### Objective:
Print each line of the material below verbatim, changing nothing.

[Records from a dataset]

╔══

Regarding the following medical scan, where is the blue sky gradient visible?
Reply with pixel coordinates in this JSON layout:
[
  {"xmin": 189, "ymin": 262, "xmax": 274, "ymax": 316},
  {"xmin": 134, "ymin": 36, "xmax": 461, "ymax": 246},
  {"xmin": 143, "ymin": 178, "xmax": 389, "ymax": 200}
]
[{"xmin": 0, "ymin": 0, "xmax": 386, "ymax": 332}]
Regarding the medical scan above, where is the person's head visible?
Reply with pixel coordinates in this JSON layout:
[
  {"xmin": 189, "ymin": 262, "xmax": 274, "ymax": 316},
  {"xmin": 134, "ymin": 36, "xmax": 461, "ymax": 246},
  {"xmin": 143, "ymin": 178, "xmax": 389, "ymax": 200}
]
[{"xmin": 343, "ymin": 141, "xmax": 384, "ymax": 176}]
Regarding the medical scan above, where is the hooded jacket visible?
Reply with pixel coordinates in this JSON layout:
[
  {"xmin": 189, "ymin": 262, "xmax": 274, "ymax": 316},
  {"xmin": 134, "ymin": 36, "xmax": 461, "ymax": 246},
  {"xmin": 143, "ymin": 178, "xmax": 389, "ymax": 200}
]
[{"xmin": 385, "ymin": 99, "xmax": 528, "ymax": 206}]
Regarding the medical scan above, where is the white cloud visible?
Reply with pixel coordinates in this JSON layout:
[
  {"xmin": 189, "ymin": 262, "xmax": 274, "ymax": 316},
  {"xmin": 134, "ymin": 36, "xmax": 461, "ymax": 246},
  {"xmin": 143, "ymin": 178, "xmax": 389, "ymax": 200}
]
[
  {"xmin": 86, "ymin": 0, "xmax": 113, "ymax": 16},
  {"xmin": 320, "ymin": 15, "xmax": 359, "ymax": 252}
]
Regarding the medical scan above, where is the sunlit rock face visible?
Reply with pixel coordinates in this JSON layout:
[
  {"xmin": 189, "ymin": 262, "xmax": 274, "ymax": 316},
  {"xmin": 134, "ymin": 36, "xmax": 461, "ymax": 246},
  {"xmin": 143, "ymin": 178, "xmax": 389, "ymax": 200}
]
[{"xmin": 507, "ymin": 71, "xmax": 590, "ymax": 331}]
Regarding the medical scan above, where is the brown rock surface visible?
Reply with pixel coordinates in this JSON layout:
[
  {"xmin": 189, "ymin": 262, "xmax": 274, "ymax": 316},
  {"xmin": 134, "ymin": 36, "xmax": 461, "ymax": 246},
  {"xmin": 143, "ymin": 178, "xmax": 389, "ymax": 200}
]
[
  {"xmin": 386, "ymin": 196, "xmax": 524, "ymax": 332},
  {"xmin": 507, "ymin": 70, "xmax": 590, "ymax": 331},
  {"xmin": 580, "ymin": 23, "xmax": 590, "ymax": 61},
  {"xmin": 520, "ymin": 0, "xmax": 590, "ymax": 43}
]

╚══

### Solution to this exercise:
Regarding the following medical scan, where is the blue sky gradient visible?
Reply with pixel coordinates in this JSON layout:
[
  {"xmin": 189, "ymin": 262, "xmax": 274, "ymax": 316},
  {"xmin": 134, "ymin": 36, "xmax": 461, "ymax": 246},
  {"xmin": 143, "ymin": 178, "xmax": 389, "ymax": 200}
]
[{"xmin": 0, "ymin": 0, "xmax": 386, "ymax": 332}]
Regarding the medical scan above, where is the person's head visible?
Reply with pixel coordinates in this JSON layout:
[
  {"xmin": 189, "ymin": 262, "xmax": 274, "ymax": 316},
  {"xmin": 134, "ymin": 36, "xmax": 461, "ymax": 246},
  {"xmin": 143, "ymin": 178, "xmax": 389, "ymax": 200}
]
[{"xmin": 343, "ymin": 141, "xmax": 384, "ymax": 176}]
Regarding the medical scan above, where is the hooded jacket visible?
Reply with pixel coordinates in this JSON layout:
[
  {"xmin": 189, "ymin": 262, "xmax": 274, "ymax": 316},
  {"xmin": 134, "ymin": 36, "xmax": 461, "ymax": 246},
  {"xmin": 143, "ymin": 178, "xmax": 389, "ymax": 200}
]
[{"xmin": 385, "ymin": 99, "xmax": 528, "ymax": 206}]
Regarding the medical scan above, where is the white cloud visible?
Reply with pixel coordinates in this JSON layout:
[
  {"xmin": 189, "ymin": 262, "xmax": 274, "ymax": 316},
  {"xmin": 134, "ymin": 36, "xmax": 461, "ymax": 246},
  {"xmin": 143, "ymin": 178, "xmax": 389, "ymax": 200}
]
[
  {"xmin": 86, "ymin": 0, "xmax": 113, "ymax": 16},
  {"xmin": 320, "ymin": 15, "xmax": 359, "ymax": 252}
]
Regarding the medical scan above, where is the sunlit rock face visible?
Reply with pixel coordinates in this JSON layout:
[
  {"xmin": 189, "ymin": 262, "xmax": 274, "ymax": 316},
  {"xmin": 134, "ymin": 36, "xmax": 461, "ymax": 246},
  {"xmin": 143, "ymin": 178, "xmax": 389, "ymax": 200}
]
[{"xmin": 507, "ymin": 71, "xmax": 590, "ymax": 331}]
Regarding the medical scan above, where is the brown rock surface visible?
Reply with pixel coordinates in this JSON layout:
[
  {"xmin": 189, "ymin": 262, "xmax": 274, "ymax": 316},
  {"xmin": 134, "ymin": 36, "xmax": 461, "ymax": 246},
  {"xmin": 143, "ymin": 178, "xmax": 389, "ymax": 200}
]
[
  {"xmin": 386, "ymin": 196, "xmax": 524, "ymax": 332},
  {"xmin": 507, "ymin": 70, "xmax": 590, "ymax": 331},
  {"xmin": 580, "ymin": 23, "xmax": 590, "ymax": 61},
  {"xmin": 520, "ymin": 0, "xmax": 590, "ymax": 43}
]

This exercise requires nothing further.